Your objective
Collect all lines containing the word "house" from the data.

==== Data for review

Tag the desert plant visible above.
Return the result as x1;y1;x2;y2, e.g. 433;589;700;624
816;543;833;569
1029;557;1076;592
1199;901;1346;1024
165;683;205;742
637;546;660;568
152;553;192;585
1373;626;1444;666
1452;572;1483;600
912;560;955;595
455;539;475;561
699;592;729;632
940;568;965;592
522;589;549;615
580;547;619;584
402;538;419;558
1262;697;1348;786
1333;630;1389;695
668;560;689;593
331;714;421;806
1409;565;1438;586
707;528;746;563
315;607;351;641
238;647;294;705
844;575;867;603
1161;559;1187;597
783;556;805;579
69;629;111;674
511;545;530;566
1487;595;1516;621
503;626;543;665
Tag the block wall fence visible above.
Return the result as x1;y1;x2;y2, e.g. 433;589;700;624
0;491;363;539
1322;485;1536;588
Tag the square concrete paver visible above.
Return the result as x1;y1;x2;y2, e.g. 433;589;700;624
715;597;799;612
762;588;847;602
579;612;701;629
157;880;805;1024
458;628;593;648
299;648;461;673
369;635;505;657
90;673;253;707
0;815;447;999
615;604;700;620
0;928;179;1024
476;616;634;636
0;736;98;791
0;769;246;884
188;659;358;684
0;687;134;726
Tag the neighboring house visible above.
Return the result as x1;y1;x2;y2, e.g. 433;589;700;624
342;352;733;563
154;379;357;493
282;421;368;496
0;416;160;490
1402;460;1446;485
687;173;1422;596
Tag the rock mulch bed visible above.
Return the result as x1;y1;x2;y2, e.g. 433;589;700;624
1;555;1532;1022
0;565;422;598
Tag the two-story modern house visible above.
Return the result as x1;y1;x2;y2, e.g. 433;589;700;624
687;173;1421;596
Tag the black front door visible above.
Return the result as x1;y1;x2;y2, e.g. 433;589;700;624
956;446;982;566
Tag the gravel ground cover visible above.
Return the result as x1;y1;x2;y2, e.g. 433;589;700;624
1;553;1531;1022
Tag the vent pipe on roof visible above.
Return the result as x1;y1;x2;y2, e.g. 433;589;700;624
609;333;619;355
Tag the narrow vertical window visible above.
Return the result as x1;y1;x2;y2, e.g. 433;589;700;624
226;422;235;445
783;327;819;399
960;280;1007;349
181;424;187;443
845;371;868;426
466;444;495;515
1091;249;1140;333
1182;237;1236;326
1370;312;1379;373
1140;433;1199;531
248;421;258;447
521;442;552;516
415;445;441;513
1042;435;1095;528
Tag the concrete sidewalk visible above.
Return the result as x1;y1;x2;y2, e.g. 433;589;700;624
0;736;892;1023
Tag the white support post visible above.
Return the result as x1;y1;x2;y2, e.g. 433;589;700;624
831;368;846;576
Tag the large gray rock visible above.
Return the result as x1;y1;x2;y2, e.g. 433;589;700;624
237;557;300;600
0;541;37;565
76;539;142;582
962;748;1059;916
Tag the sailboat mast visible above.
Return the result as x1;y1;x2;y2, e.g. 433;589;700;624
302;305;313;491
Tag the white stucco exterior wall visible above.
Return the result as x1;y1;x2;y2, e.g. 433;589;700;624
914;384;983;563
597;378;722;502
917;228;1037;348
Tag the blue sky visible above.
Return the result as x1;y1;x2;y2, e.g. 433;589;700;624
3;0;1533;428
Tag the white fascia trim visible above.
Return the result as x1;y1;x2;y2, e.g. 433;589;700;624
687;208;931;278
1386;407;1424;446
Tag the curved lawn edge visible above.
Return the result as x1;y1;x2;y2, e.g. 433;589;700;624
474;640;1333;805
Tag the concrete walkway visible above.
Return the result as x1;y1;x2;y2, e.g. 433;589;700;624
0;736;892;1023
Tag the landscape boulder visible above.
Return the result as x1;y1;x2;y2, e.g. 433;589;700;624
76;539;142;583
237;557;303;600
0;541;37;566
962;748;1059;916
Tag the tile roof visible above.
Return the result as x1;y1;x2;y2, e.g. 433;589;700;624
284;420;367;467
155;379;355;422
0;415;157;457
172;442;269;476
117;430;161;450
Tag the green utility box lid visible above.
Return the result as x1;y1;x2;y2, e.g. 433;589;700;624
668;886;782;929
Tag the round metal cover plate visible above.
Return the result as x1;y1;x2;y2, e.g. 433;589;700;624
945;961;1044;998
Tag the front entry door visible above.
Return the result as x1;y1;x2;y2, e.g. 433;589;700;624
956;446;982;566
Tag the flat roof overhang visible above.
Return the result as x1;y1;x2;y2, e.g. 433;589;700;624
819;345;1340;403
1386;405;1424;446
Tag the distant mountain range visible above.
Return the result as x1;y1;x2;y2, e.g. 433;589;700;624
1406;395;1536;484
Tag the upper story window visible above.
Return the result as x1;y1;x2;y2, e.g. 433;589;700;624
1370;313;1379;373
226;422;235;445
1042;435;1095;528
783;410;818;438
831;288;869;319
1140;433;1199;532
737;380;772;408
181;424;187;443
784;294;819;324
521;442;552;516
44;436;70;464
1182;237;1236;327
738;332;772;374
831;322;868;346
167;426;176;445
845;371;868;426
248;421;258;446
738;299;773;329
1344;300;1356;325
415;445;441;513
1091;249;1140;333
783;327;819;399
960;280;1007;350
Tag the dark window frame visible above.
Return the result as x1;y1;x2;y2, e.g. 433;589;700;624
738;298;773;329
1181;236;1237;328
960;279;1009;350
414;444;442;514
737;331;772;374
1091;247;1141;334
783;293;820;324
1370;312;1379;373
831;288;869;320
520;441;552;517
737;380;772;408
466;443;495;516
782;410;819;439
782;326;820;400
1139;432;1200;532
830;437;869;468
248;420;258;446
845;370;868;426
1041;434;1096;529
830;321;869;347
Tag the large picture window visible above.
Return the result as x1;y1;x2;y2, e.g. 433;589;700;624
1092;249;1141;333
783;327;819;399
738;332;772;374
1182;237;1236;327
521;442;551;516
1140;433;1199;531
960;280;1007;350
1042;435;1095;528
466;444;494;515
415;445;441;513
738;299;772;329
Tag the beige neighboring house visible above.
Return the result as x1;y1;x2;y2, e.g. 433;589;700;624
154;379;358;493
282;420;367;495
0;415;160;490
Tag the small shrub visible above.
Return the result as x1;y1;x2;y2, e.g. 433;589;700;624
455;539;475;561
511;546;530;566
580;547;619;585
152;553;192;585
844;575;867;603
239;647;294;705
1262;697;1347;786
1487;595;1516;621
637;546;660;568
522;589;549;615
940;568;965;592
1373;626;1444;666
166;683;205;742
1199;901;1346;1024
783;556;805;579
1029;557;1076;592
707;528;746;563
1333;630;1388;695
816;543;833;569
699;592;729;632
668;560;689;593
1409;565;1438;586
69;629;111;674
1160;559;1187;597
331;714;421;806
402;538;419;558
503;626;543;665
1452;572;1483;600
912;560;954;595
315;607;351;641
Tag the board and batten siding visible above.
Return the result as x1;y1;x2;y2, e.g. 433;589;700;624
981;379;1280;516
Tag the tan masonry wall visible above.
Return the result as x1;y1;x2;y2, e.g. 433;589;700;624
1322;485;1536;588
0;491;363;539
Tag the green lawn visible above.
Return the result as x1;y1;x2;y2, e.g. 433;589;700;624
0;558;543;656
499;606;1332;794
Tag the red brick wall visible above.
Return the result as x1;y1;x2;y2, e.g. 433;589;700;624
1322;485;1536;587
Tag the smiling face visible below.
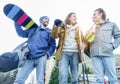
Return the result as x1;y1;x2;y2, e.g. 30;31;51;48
42;17;49;27
69;13;77;25
92;8;106;24
92;11;102;24
65;12;77;25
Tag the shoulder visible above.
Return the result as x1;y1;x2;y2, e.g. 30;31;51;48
28;27;37;32
74;24;82;31
105;21;117;26
105;21;119;31
46;28;52;33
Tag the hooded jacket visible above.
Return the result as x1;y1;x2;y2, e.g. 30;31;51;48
51;24;86;62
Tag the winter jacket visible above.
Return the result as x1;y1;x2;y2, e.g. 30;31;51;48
90;21;120;57
51;25;86;62
14;23;56;59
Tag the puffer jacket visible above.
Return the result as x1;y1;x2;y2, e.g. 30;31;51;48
51;25;86;62
14;23;56;59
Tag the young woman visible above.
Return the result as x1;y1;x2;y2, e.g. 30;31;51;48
51;12;86;84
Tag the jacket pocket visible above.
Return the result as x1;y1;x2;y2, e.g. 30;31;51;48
101;41;113;53
101;28;113;43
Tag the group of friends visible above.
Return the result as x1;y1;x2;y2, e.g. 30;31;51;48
12;8;120;84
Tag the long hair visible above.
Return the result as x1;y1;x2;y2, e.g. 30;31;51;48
64;12;77;25
95;8;106;20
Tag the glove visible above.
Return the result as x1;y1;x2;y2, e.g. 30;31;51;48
54;19;63;27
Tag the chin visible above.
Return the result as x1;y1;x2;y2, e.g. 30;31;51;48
43;23;48;27
44;25;48;27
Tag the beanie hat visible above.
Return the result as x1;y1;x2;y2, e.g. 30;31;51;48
39;16;49;23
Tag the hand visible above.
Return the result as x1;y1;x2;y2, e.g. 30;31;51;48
80;43;86;50
45;54;49;59
14;22;20;25
54;19;63;27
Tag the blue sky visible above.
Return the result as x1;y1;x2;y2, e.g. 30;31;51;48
0;0;120;54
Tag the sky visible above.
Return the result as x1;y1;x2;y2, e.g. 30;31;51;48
0;0;120;54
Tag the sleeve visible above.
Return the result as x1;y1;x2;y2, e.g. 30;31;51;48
112;23;120;49
51;25;62;39
14;22;29;38
46;35;56;57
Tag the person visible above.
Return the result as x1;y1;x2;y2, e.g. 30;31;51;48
86;8;120;84
13;16;56;84
51;12;86;84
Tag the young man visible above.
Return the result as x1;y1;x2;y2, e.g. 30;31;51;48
86;8;120;84
14;16;56;84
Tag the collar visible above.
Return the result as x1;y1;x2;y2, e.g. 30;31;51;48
66;24;79;28
96;20;109;28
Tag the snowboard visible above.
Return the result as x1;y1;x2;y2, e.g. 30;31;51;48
3;3;38;29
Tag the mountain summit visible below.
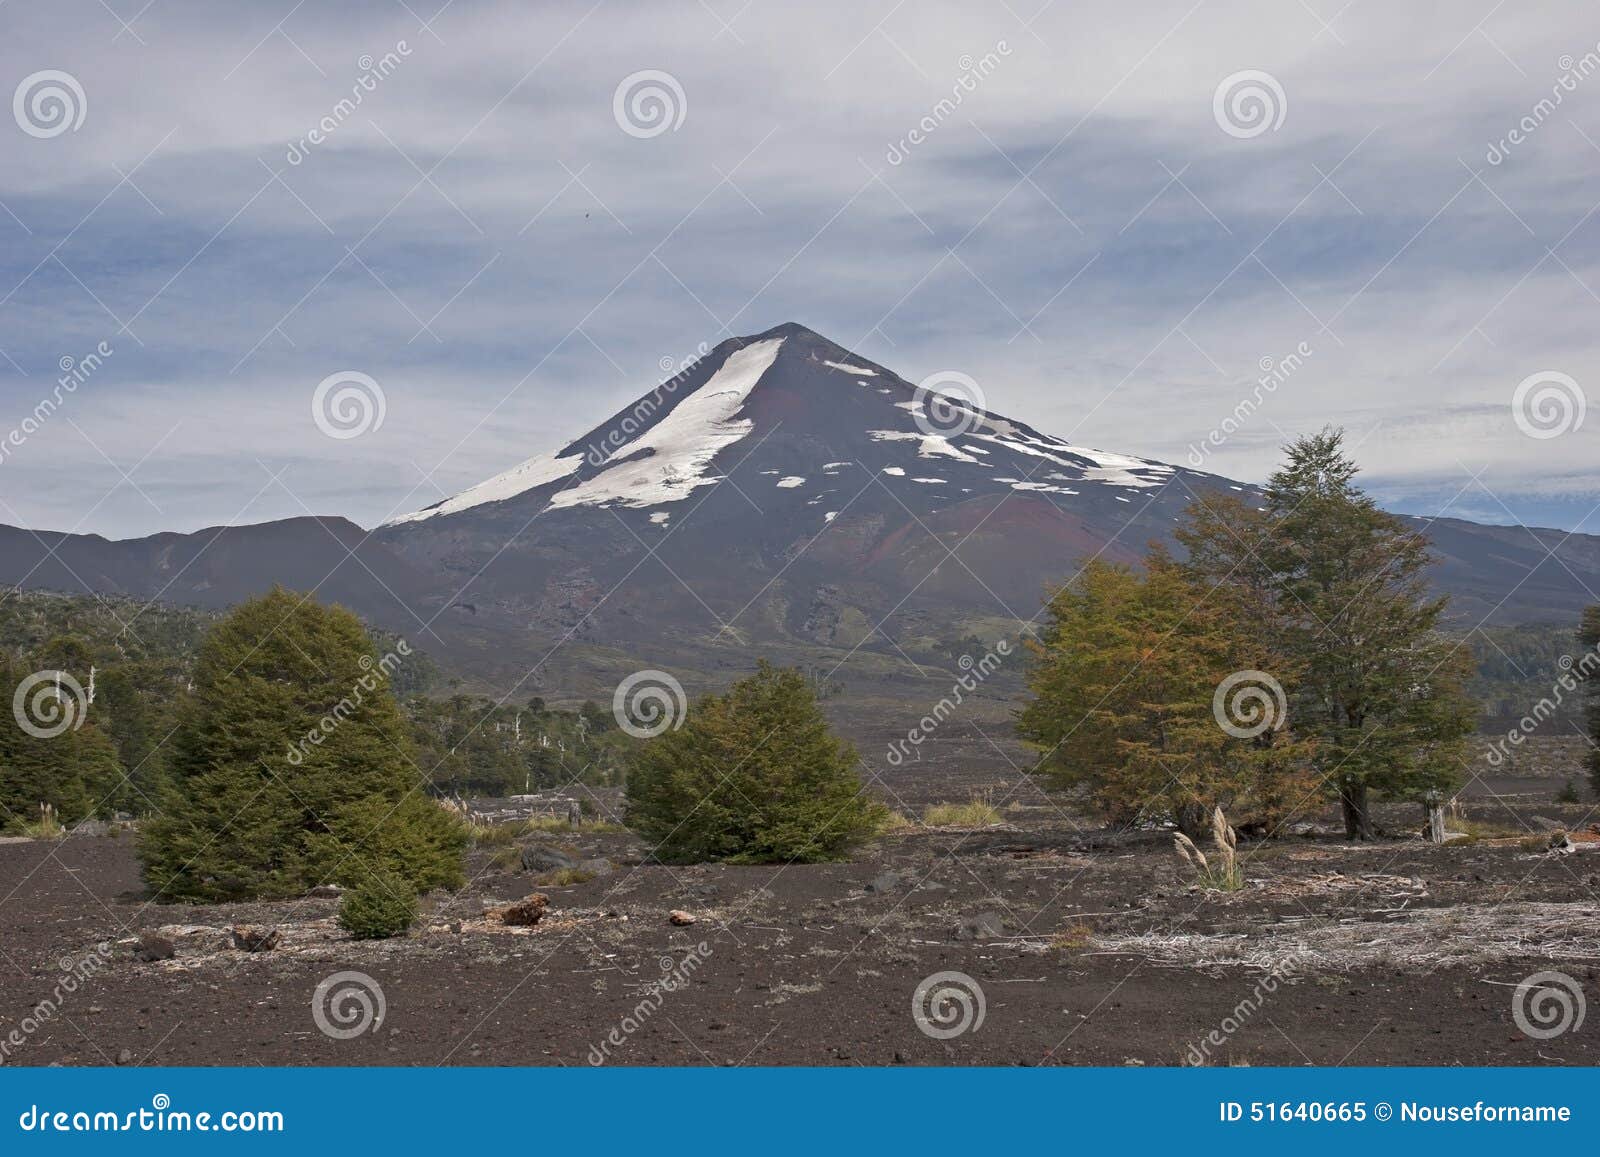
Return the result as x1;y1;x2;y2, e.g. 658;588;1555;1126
2;323;1596;700
386;322;1183;529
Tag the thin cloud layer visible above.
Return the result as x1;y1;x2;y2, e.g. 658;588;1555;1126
0;0;1596;537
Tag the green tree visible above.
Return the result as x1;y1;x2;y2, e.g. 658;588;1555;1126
625;662;886;863
1017;549;1313;837
0;653;123;827
1259;429;1476;838
139;588;465;902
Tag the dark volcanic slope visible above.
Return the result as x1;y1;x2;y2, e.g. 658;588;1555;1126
0;517;441;624
373;323;1226;645
0;323;1595;696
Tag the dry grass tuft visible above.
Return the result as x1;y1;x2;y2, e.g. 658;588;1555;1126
922;798;1003;828
1174;806;1243;891
12;803;66;841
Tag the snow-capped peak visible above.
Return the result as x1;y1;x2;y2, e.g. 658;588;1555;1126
385;322;1185;529
387;337;785;526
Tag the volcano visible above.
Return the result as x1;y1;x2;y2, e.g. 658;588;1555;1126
368;322;1221;676
3;322;1597;700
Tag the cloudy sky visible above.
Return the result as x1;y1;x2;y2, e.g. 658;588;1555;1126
1;0;1596;538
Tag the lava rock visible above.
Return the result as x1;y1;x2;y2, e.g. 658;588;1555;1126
864;871;905;894
230;926;280;952
520;843;576;873
496;893;550;927
953;911;1006;941
134;933;175;962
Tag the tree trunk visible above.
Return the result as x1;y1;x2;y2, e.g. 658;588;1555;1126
1174;801;1211;841
1339;781;1376;841
1423;792;1446;844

========

Result of this task
Tag the neighboring house visible above.
Tag the two-story modern house visible above.
Tag the beige neighboring house visible above.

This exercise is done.